What is expected -
Output only the lines from the line holding "Target: sky" through the close of the records, exactly as they appear, with all pictures omitted.
— Begin Material —
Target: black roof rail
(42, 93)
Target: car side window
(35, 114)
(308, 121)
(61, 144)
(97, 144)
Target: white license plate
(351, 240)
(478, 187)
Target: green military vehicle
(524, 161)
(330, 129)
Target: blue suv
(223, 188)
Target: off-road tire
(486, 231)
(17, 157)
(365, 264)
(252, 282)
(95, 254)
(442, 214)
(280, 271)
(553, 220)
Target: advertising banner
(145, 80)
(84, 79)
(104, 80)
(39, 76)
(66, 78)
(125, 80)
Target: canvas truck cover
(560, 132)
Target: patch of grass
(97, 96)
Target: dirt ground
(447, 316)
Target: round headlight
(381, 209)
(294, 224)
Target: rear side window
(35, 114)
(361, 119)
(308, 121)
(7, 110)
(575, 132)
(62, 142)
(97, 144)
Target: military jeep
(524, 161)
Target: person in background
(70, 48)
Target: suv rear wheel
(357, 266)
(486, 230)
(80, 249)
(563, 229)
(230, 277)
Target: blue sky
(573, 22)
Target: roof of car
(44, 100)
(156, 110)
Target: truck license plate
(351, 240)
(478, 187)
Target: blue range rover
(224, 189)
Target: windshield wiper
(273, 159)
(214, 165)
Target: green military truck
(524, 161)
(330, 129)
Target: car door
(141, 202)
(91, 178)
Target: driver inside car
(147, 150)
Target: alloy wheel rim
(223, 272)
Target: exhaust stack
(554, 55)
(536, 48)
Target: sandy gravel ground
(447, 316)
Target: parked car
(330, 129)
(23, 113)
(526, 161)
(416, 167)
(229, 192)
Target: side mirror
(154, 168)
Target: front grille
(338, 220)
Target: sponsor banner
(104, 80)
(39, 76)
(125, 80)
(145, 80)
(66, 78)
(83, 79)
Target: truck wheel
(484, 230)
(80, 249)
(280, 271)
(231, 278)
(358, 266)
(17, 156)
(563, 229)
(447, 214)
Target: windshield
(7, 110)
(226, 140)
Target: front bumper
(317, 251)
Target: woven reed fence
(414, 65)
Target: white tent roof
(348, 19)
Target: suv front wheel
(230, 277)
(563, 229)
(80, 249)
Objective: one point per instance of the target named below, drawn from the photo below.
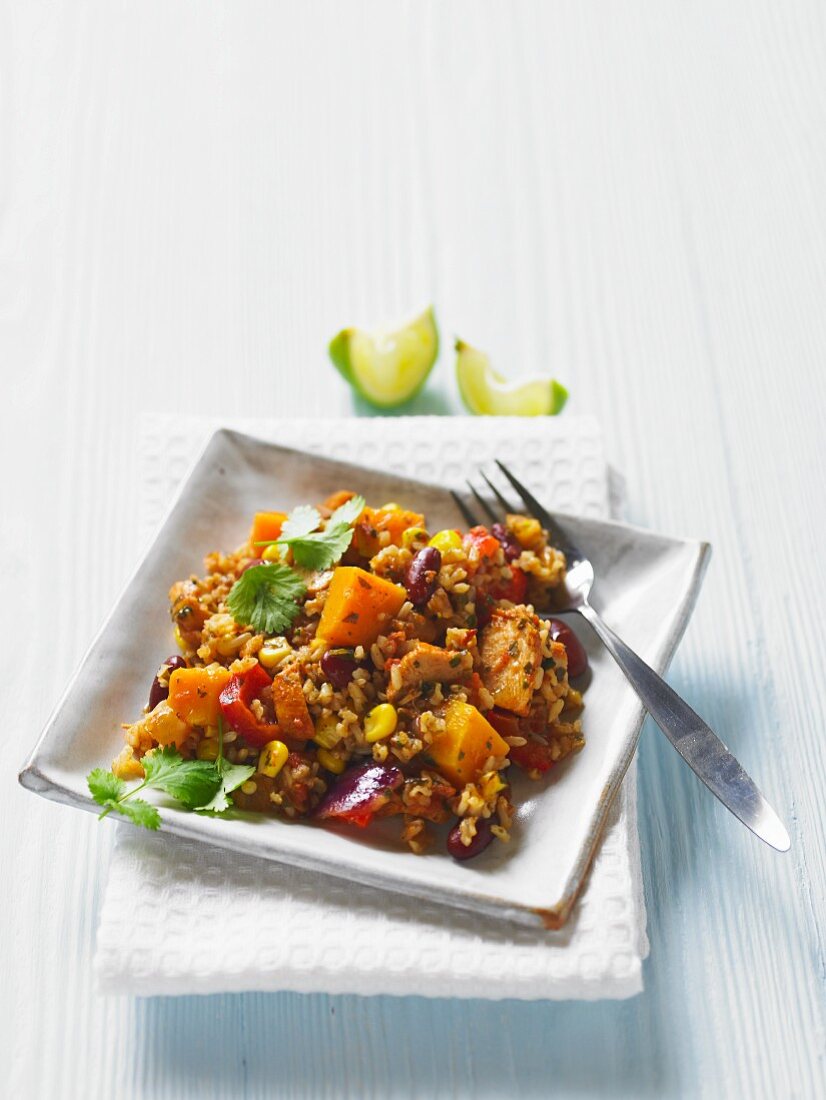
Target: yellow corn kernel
(414, 535)
(207, 749)
(447, 540)
(270, 656)
(329, 760)
(527, 530)
(380, 723)
(272, 759)
(326, 735)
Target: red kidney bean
(509, 546)
(360, 792)
(422, 574)
(339, 666)
(577, 659)
(481, 840)
(160, 691)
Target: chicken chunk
(510, 651)
(427, 663)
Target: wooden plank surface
(193, 197)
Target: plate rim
(34, 777)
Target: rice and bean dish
(344, 663)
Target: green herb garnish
(190, 782)
(301, 520)
(265, 597)
(231, 777)
(311, 548)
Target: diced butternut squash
(336, 499)
(194, 693)
(290, 706)
(469, 739)
(396, 520)
(266, 527)
(359, 607)
(163, 726)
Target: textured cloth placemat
(246, 924)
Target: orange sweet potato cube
(194, 693)
(469, 739)
(266, 527)
(359, 607)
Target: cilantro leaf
(232, 777)
(301, 520)
(191, 782)
(320, 549)
(348, 513)
(138, 811)
(105, 787)
(265, 597)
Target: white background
(193, 198)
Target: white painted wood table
(193, 197)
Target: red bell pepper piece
(480, 543)
(235, 702)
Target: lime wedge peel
(387, 367)
(486, 393)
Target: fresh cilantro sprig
(301, 520)
(265, 597)
(190, 782)
(197, 784)
(231, 774)
(320, 549)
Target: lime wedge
(387, 367)
(486, 393)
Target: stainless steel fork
(694, 740)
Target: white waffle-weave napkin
(248, 924)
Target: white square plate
(647, 585)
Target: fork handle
(694, 740)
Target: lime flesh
(486, 393)
(388, 367)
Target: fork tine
(560, 539)
(469, 517)
(506, 504)
(528, 497)
(485, 506)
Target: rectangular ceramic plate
(647, 585)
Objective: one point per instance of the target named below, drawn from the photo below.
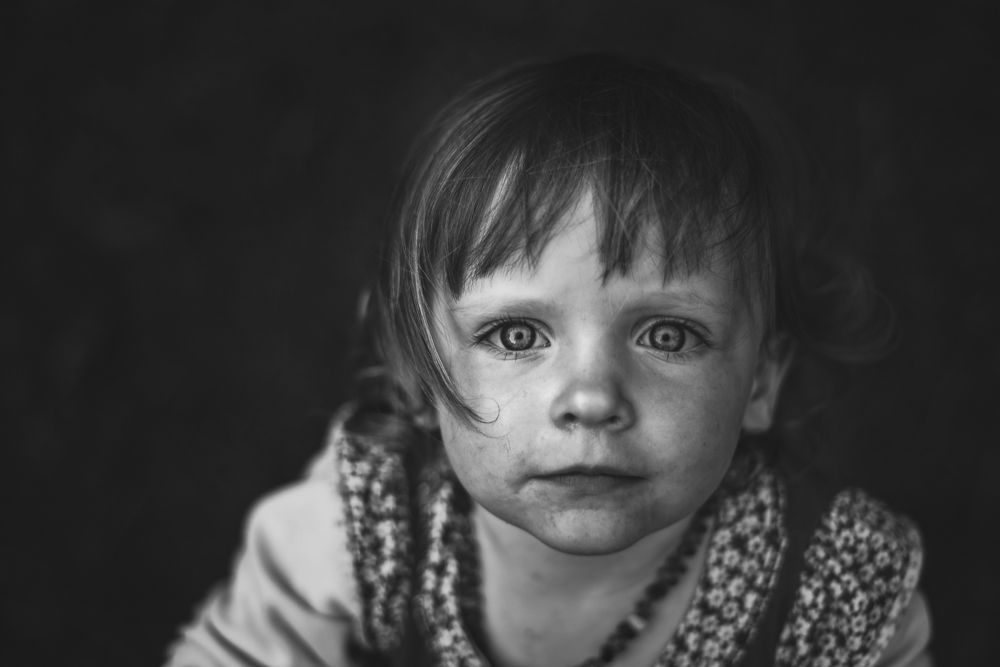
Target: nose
(592, 397)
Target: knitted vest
(798, 572)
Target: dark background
(190, 194)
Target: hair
(706, 169)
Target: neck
(528, 566)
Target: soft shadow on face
(611, 407)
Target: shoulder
(859, 574)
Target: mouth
(591, 479)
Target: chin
(587, 536)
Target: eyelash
(689, 328)
(481, 339)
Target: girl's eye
(512, 338)
(670, 337)
(517, 336)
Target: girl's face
(612, 407)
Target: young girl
(567, 452)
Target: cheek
(701, 417)
(482, 459)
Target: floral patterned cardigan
(326, 567)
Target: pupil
(517, 337)
(667, 337)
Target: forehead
(569, 272)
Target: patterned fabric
(373, 485)
(861, 568)
(743, 561)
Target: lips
(590, 480)
(590, 471)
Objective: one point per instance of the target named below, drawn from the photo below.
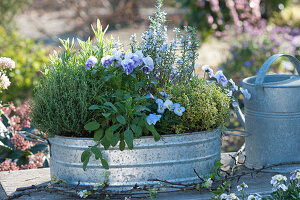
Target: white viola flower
(246, 94)
(168, 104)
(207, 69)
(221, 78)
(153, 118)
(234, 86)
(4, 81)
(232, 196)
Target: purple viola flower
(179, 62)
(135, 58)
(164, 47)
(153, 119)
(149, 66)
(128, 66)
(106, 61)
(235, 104)
(221, 78)
(140, 57)
(246, 94)
(150, 96)
(91, 62)
(229, 93)
(247, 64)
(116, 57)
(207, 69)
(164, 94)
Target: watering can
(272, 118)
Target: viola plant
(115, 95)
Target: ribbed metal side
(272, 118)
(173, 158)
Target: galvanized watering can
(272, 118)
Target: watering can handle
(264, 68)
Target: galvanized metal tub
(272, 118)
(173, 158)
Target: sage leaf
(137, 130)
(92, 126)
(115, 139)
(98, 134)
(96, 151)
(84, 155)
(121, 119)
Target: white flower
(168, 104)
(239, 188)
(221, 78)
(6, 63)
(234, 86)
(254, 197)
(235, 104)
(242, 186)
(223, 196)
(283, 187)
(80, 194)
(4, 81)
(232, 196)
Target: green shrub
(29, 58)
(62, 97)
(9, 9)
(214, 16)
(250, 50)
(207, 107)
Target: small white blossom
(254, 197)
(232, 196)
(208, 183)
(6, 63)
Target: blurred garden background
(236, 36)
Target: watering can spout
(240, 116)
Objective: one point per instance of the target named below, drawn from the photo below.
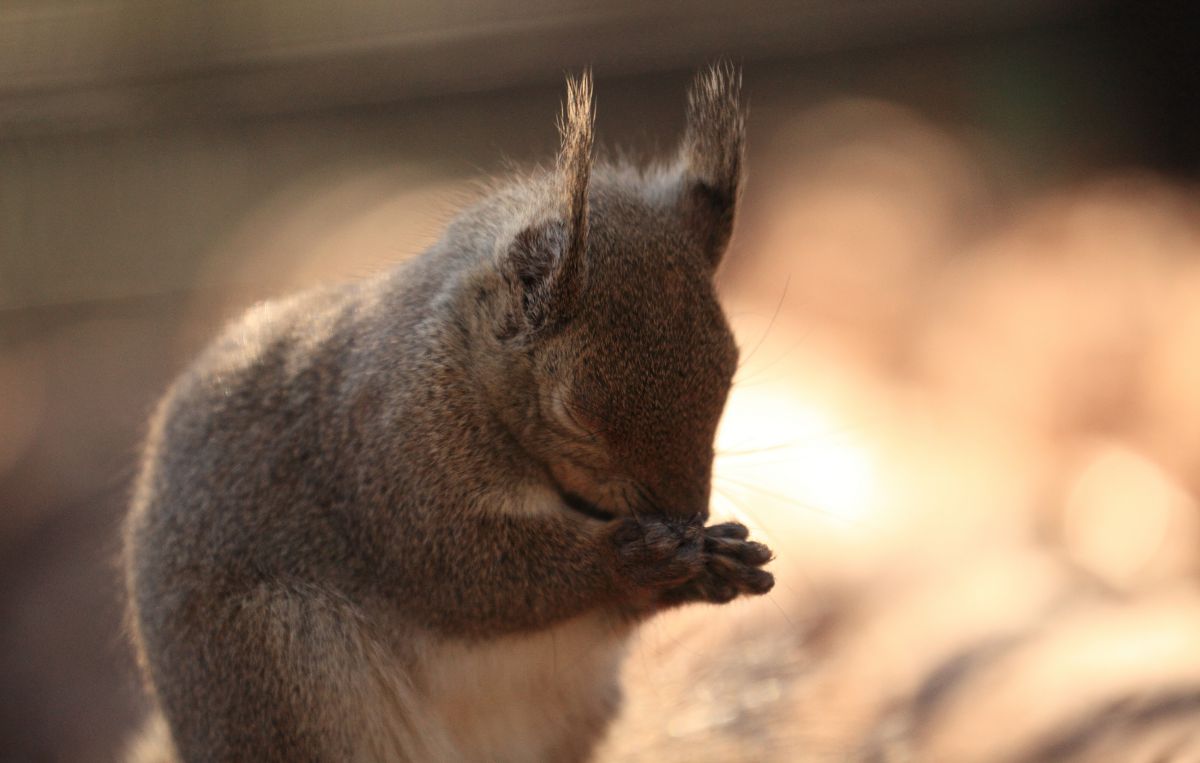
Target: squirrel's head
(615, 355)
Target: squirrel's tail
(153, 744)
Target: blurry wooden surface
(930, 206)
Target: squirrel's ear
(712, 155)
(545, 262)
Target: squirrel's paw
(660, 553)
(732, 566)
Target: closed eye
(577, 503)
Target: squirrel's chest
(541, 696)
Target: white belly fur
(531, 697)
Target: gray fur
(355, 481)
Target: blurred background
(966, 282)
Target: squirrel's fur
(415, 517)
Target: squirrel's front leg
(677, 562)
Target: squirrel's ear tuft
(712, 155)
(545, 262)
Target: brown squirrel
(418, 517)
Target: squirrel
(418, 517)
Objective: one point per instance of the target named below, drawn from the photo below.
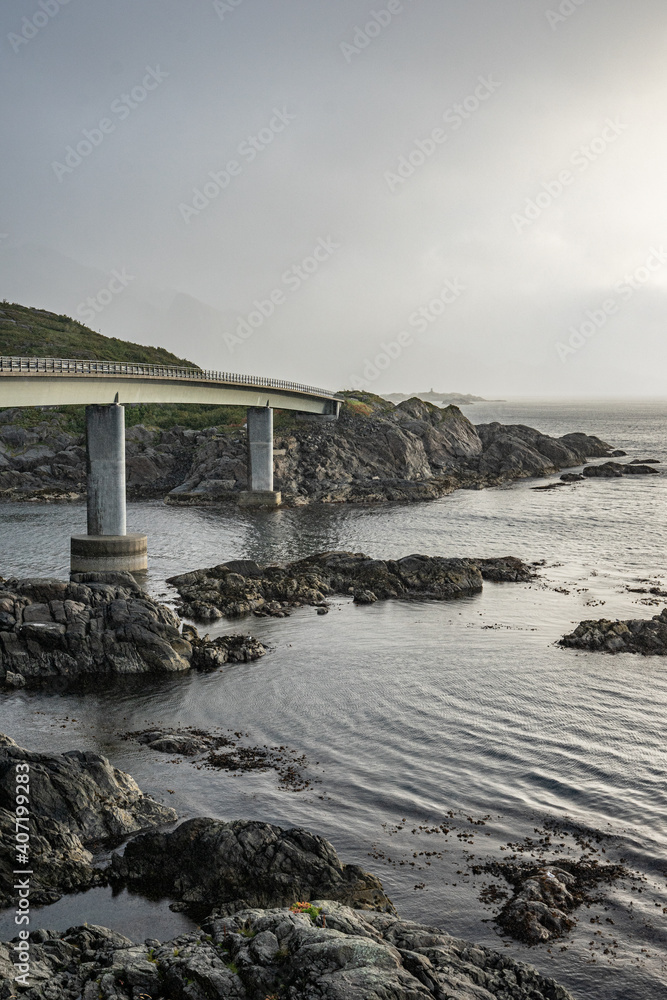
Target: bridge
(104, 387)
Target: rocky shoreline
(647, 636)
(242, 586)
(282, 916)
(375, 452)
(100, 625)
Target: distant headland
(455, 398)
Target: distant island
(455, 398)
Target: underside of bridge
(107, 545)
(53, 382)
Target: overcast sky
(460, 194)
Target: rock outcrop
(546, 896)
(208, 865)
(96, 625)
(376, 451)
(613, 470)
(76, 800)
(647, 636)
(241, 586)
(277, 952)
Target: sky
(466, 195)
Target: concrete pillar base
(97, 553)
(260, 498)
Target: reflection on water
(412, 710)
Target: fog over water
(415, 710)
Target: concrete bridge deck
(59, 381)
(105, 387)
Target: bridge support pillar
(107, 546)
(260, 460)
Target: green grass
(36, 333)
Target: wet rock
(640, 635)
(239, 587)
(228, 751)
(611, 470)
(99, 625)
(546, 896)
(258, 953)
(608, 470)
(77, 800)
(638, 469)
(207, 865)
(374, 453)
(364, 597)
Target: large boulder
(261, 953)
(99, 625)
(647, 636)
(208, 864)
(77, 800)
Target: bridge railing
(65, 366)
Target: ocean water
(414, 714)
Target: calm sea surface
(410, 711)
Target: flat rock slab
(647, 636)
(76, 800)
(277, 952)
(207, 864)
(100, 625)
(242, 586)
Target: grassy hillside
(33, 333)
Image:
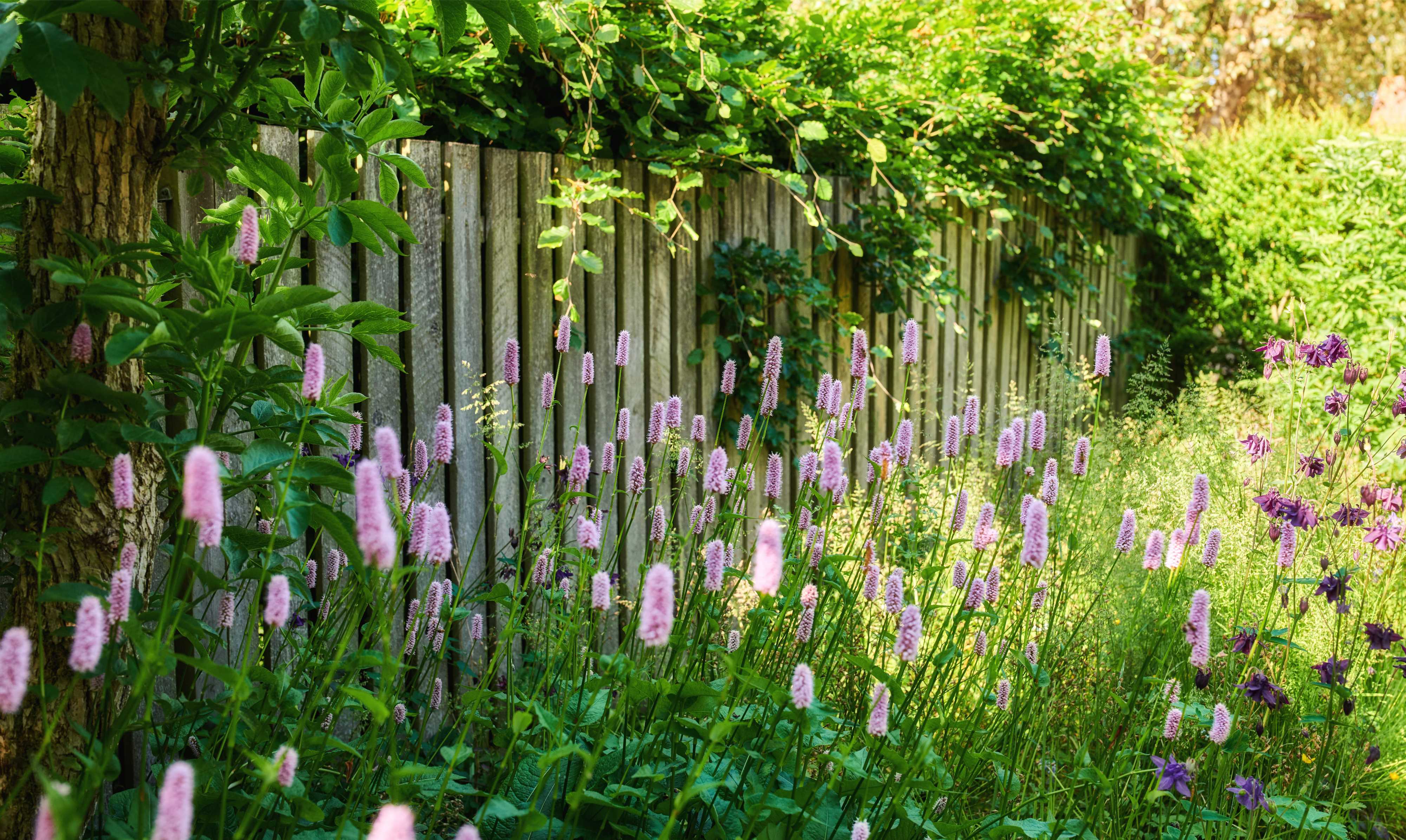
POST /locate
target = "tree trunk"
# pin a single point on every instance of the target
(106, 174)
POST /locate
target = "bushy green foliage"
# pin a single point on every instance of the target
(974, 99)
(1291, 226)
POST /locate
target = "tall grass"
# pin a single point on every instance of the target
(912, 672)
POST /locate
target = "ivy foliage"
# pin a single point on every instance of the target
(750, 282)
(969, 99)
(1290, 226)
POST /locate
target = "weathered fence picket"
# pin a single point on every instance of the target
(479, 279)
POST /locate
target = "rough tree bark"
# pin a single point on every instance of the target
(106, 174)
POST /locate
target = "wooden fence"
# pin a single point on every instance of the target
(477, 279)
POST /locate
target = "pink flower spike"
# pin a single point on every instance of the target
— End Material —
Finished task -
Target: sky
(466, 195)
Target: concrete pillar base
(97, 553)
(260, 498)
Target: reflection on water
(412, 710)
Target: fog over water
(415, 710)
Target: concrete bridge deck
(59, 381)
(105, 387)
Target: bridge support pillar
(107, 546)
(260, 460)
Target: green grass
(36, 333)
Target: wet rock
(640, 635)
(239, 587)
(228, 751)
(611, 470)
(99, 625)
(546, 896)
(258, 953)
(608, 470)
(77, 800)
(638, 469)
(207, 865)
(374, 453)
(364, 597)
Target: large boulder
(261, 953)
(99, 625)
(647, 636)
(208, 864)
(77, 800)
Target: bridge railing
(65, 366)
Target: ocean water
(414, 714)
Target: calm sea surface
(410, 711)
Target: flat rock slab
(647, 636)
(76, 800)
(277, 952)
(207, 864)
(100, 625)
(242, 586)
Target: grassy hillside
(33, 333)
Image:
POST /locate
target = "tree trunk"
# pin a single point on every instance of the target
(106, 174)
POST /locate
target = "bushy green foliage"
# pin a single point on every instance of the target
(974, 99)
(1291, 226)
POST /locate
target = "tall grass"
# pin a single point on every instance of the target
(912, 672)
POST /locate
target = "ivy foliage"
# pin a single point on every instance of the target
(750, 282)
(969, 99)
(1290, 226)
POST /locate
target = "weathered fence picket"
# pin a single point on every instance of the target
(479, 279)
POST /locate
target = "rough tree bark"
# pin a single point on every instance of the target
(106, 174)
POST /locate
target = "wooden fence"
# pin a single point on every instance of the target
(477, 279)
POST /locate
target = "pink flower spike"
# pin a single point on every instance of the target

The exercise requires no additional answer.